- Your instructions -
Continue the graduation remarks from the point where they stop.

- Source document -
[start]
January 2018 Graduation Remarks by Dean Bakopoulos
Good afternoon, graduates, and welcome to their beloved spouses, partners, children, parents, poet pals, and friends. As much as all the writers in the room, you, the dear friends and loved ones of our students, make this unique, weird, program possible. If you’re here today, you have done one of the most difficult and loving acts you can do for someone: you’ve supported them as they pursued a passion that you may not fully understand. Thank you for that.
Several years ago, at a fairly dull conference in some forgettable city, I was seated with some of my writing pals, sipping drinks in a hotel bar. There was one other man in the bar, dressed in casual business wear, and he kept looking at our table. He could hear us erupting with laughter, and he could see we had the good-natured, affectionate slouches of old friends gathered after a long day.
He wasn’t dreadfully drunk, but he was on his way there, when he pulled up a chair at our table and said, “So, this some kind of work thing? What do y’all do?”
I finally confessed: “We’re writers,” I said. “We write books.”
“Huh,” he said. “Well, I hate writing…not much of a reader either.”
We greeted this with silence, with hopes the man might leave us alone, so we might go back to those riveting jokes we tell each other that nobody else understands—I’m gonna rewrite that poem in spondees, hahahaha, or what would free indirect speech even look like in first person, lol.
But this particular party crasher, a salesman by trade, regrouped, grinned again, and said:
“Well, what about hobbies?” he said. “What do you guys do for fun?”
Another awkward silence at the table.
“Uh,” we said. “Read and write?”
“Oh for Pete’s Sake,” the man said, and went off in search of a livelier crowd.
Most writers don’t have a lot of hobbies. We have engaging distractions or occasional obsessions that feed our work, but no real hobbies. Sometimes, when small-talking strangers ask me about my hobbies, I lie.
[end]
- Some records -
[start]
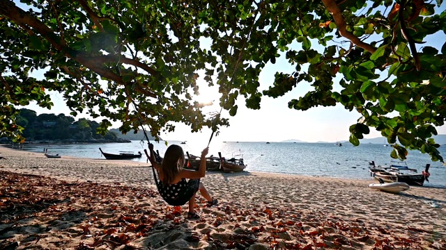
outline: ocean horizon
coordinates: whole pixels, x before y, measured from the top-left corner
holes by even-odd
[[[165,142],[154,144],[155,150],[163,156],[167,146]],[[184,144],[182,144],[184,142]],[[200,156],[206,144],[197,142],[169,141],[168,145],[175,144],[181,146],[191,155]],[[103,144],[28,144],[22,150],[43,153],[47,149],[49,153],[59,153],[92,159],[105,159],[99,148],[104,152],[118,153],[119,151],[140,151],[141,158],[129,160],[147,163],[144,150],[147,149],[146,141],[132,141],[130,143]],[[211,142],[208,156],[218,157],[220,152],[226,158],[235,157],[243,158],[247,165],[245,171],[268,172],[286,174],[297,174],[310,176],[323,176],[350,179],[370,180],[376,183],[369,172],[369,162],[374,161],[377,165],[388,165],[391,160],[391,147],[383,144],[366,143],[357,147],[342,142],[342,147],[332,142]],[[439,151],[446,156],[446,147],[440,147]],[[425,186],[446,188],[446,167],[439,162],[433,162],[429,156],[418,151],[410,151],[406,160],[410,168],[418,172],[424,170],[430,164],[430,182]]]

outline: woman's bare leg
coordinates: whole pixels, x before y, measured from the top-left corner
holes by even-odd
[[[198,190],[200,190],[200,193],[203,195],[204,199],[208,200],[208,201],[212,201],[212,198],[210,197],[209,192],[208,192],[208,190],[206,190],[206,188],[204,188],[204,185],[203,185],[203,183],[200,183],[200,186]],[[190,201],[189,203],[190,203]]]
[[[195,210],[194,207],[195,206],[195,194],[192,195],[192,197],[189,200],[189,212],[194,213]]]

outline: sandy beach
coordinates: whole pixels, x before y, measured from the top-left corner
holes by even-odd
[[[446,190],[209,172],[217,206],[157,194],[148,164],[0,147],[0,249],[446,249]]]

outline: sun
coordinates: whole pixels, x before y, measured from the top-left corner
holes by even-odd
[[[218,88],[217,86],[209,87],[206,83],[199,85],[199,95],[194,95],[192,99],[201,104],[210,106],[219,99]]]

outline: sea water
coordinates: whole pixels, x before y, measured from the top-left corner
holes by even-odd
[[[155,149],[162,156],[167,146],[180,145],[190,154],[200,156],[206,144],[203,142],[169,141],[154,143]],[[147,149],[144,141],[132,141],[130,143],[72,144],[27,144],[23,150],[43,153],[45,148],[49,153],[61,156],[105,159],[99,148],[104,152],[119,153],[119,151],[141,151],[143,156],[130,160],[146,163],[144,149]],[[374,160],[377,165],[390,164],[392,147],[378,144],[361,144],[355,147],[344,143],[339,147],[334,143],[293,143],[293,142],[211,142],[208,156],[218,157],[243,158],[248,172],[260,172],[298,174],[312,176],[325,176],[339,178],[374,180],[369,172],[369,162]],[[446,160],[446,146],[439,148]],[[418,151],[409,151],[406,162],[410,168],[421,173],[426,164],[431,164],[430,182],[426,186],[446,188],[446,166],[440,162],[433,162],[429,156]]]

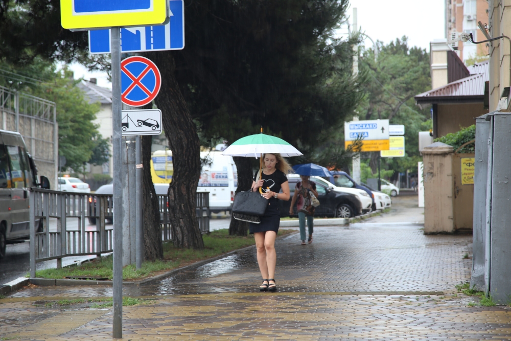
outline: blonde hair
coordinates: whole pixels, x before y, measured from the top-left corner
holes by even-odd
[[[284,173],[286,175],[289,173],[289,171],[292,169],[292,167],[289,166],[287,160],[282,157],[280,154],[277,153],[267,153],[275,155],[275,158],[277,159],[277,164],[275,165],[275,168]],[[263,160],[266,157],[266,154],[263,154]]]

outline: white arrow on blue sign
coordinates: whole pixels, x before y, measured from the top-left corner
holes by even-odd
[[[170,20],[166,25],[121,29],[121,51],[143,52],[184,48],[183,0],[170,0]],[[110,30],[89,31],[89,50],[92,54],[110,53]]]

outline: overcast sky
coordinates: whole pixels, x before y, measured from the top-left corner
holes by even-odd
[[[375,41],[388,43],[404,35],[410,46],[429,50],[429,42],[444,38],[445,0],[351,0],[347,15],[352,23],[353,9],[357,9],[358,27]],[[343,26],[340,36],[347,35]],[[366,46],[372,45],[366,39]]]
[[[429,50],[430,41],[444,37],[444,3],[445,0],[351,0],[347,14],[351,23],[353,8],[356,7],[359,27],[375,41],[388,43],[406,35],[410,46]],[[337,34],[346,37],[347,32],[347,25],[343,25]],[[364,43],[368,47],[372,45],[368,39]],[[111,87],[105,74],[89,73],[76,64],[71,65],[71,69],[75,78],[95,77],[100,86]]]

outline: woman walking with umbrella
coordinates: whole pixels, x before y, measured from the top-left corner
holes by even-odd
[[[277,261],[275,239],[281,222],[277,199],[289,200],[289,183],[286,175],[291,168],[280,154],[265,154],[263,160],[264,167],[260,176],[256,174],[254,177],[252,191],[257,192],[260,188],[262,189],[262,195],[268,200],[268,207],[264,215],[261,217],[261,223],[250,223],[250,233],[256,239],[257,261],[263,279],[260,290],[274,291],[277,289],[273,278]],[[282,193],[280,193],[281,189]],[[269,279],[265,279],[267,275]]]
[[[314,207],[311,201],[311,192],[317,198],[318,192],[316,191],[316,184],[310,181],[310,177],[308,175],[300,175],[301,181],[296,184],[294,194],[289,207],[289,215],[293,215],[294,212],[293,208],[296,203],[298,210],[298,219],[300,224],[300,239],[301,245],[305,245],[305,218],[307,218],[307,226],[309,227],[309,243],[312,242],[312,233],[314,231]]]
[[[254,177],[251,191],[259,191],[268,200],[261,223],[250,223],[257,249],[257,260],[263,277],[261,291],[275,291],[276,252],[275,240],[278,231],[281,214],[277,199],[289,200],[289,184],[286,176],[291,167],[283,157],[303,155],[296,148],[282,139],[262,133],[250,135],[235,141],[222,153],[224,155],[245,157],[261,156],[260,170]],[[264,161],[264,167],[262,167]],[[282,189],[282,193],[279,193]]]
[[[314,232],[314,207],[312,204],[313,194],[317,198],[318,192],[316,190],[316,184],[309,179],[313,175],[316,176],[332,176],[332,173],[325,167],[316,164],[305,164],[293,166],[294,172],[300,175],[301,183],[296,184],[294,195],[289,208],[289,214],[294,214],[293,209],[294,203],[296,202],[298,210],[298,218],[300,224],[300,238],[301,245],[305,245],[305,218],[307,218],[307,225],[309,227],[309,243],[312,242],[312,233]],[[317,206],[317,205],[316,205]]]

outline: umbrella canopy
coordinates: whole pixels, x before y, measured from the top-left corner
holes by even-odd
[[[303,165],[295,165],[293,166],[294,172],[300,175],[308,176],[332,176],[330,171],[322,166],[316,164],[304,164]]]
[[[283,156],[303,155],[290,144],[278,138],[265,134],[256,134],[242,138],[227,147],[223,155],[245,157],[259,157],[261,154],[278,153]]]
[end]
- The output -
I like hiking, I say, though I don’t admit I mainly like hiking because I enjoy walking around thinking about whatever it is I’m trying to write. I do like dancing, though in truth I only like to dance when I’m surrounded by other writers.
You get the idea.
In the weeks ahead, some well-meaning people will tell you that now that you have an MFA, they can’t wait for you to win the Pulitzer or land on the bestseller list.
These are things people usually say because they love you and think you are capable of anything.
But it is a curious question that people seem to ask emerging writers of all ages when they leave a writing program.
“What’s next?”
If someone you know comes back from a golf weekend in Lake Tahoe, you don’t ask them, upon their return, if they’re joining the PGA next week. When a friend returns from Cancun and shows you vacation photos, you don’t ask her if she plans to become a professional parasailer.
We just understand that these people spend time and resources and energy doing something they love, without expectation.
But artists who invest in themselves as artists are almost always asked, “What’s next? What will you do with that?”
The truth is you have no idea what’s next. At Warren Wilson, you made the brave and probably inconvenient decision to dedicate yourself wholly to your art for no reason other than you love to do it.
Or, maybe, it was more than love; maybe, as I talked about in my opening lecture this year, it was survival. In fact, if you really want to shut down the “what next” questions about your writing career, when someone says “So what can you do with thatdegree?” just say, “Baby, I can come alive.”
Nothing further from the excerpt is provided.